* **TUGAS A**:
Jawab pertanyaan berikut berdasarkan artikel tentang remisi bagi Susrama:
(i) Berapa jumlah narapidana dalam daftar penerima remisi vonis seumur hidup?
(ii) Keputusan Presiden nomor dan tahun berapa yang mengesahkan remisi itu?
(iii) Di mana mayat Prabangsa ditemukan mengapung?

* **TEKS BACAAN**:
****************************************

Remisi Jokowi bagi terpidana Susrama tuai polemik

Ronny Adolof Buol
Penulis Ronny Adolof Buol



Bagian dari tulisan ini:

ZONAUTARA.com – Siapa Susrama? lengkapnya I Nyoman Susrama. Dia adalah terpidana seumur hidup.

Nama Susrama masuk dalam daftar 115 narapidana penerima remisi vonis seumur hidup. Oleh Presiden Joko Widodo (Jokwoi), ke-115 narapidana ini mendapat perubahan hukuman dari seumur hidup menjadi 20 tahun.

Pengesahannya melalui Keputusan Presiden (Keppres) Nomor 29 Tahun 2018 tentang Pemberian Remisi Berupa Perubahan Dari Pidana Penjara Seumur Hidup Menjadi Pidana Penjara Sementara.

Komunitas Pers pun memprotes keputusan Jokowi itu. Mereka menganggap keputusan Presiden ini sebagai langkah mundur terhadap kebebasan pers.

Meski Menteri Hukum dan Hak Asasi Manusia, Yasonna H. Laoly membela diri bahwa remisi itu merupakan perubahan bukan pengurangan hukuman.

“Jadi prosesnya begini, itu remisi perubahan, dari seumur hidup menjadi 20 tahun. Berarti kalau dia sudah 10 tahun, hukumannya ditambah 20 tahun menjadi 30 tahun,” sebut Yasonna, dikutip dari beritagar.di.

Pemerintah berpendapat bahwa para penerima remisi selama di penjara menujukkan kelakuan yang baik dan telah menjalani masa hukuman hingga 10 tahun.

Membunuh wartawan

Susrama diadili karena kasus pembunuhan terhadap Prabangsa, 9 tahun lalu. Pembunuhan itu terkait dengan berita-berita dugaan korupsi dan penyelewengan yang melibatkannya Prabangsa di harian Radar Bali, dua bulan sebelumnya.

Hasil penyelidikan polisi, pemeriksaan saksi dan barang bukti di persidangan menunjukkan bahwa Susrama adalah otak di balik pembunuhan itu. Ia diketahui memerintahkan anak buahnya menjemput Prabangsa di rumah orangtuanya di Taman Bali, Bangli, pada 11 Februari 2009 itu.

Prabangsa lantas dibawa ke halaman belakang rumah Susrama di Banjar Petak, Bebalang, Bangli. Di sanalah ia memerintahkan anak buahnya memukuli dan akhirnya menghabisi Prabangsa.

Dalam keadaan bernyawa Prabangsa dibawa ke Pantai Goa Lawah, tepatnya di Dusun Blatung, Desa Pesinggahan, Kabupaten Klungkung. Prabangsa lantas dibawa naik perahu dan dibuang ke laut. Mayatnya ditemukan mengapung oleh awak kapal yang lewat di Teluk Bungsil, Bali, lima hari kemudian.

****************************************

Entri data hasil ekstraksi
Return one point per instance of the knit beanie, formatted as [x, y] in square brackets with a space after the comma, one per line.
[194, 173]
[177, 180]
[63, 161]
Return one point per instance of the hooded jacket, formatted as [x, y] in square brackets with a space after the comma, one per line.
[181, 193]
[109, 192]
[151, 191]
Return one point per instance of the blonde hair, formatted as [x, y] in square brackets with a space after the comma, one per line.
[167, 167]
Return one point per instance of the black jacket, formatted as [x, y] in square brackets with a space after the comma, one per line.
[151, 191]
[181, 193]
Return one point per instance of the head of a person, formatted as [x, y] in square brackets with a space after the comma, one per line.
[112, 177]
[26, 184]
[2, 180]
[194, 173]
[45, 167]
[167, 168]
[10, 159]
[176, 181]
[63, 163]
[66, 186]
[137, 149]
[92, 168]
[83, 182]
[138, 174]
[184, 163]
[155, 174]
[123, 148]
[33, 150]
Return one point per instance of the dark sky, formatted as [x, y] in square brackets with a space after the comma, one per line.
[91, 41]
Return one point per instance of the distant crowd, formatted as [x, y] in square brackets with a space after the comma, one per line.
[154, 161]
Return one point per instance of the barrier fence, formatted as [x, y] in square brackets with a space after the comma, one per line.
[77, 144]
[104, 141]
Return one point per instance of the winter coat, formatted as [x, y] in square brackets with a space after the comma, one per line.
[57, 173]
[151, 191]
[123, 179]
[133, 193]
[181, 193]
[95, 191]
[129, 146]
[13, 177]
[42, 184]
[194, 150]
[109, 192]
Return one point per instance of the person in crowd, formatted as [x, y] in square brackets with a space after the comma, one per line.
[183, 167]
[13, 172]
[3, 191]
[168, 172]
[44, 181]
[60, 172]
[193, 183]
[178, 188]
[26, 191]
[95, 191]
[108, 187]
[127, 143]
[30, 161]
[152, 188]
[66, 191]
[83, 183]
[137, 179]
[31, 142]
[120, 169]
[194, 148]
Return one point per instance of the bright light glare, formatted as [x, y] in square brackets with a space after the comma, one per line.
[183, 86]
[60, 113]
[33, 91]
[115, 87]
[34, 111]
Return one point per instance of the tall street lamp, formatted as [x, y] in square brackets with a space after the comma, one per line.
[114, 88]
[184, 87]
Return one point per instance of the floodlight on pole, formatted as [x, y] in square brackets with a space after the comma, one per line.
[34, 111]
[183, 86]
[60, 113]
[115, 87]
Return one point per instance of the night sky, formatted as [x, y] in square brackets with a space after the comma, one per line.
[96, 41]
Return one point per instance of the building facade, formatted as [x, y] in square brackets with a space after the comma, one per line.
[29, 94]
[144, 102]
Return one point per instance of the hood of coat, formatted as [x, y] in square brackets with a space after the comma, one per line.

****************************************

* **TUGAS B**:
Temukan setiap baris entri yang memuat kata "crowd", lalu salin baris-baris itu.

* **JAWABAN LENGKAP A**:
(i) 115 narapidana.
(ii) Keputusan Presiden Nomor 29 Tahun 2018.
(iii) Di Teluk Bungsil, Bali.

* **JAWABAN LENGKAP B**:
Return one point per instance of the distant crowd, formatted as [x, y] in square brackets with a space after the comma, one per line.
Return one point per instance of the person in crowd, formatted as [x, y] in square brackets with a space after the comma, one per line.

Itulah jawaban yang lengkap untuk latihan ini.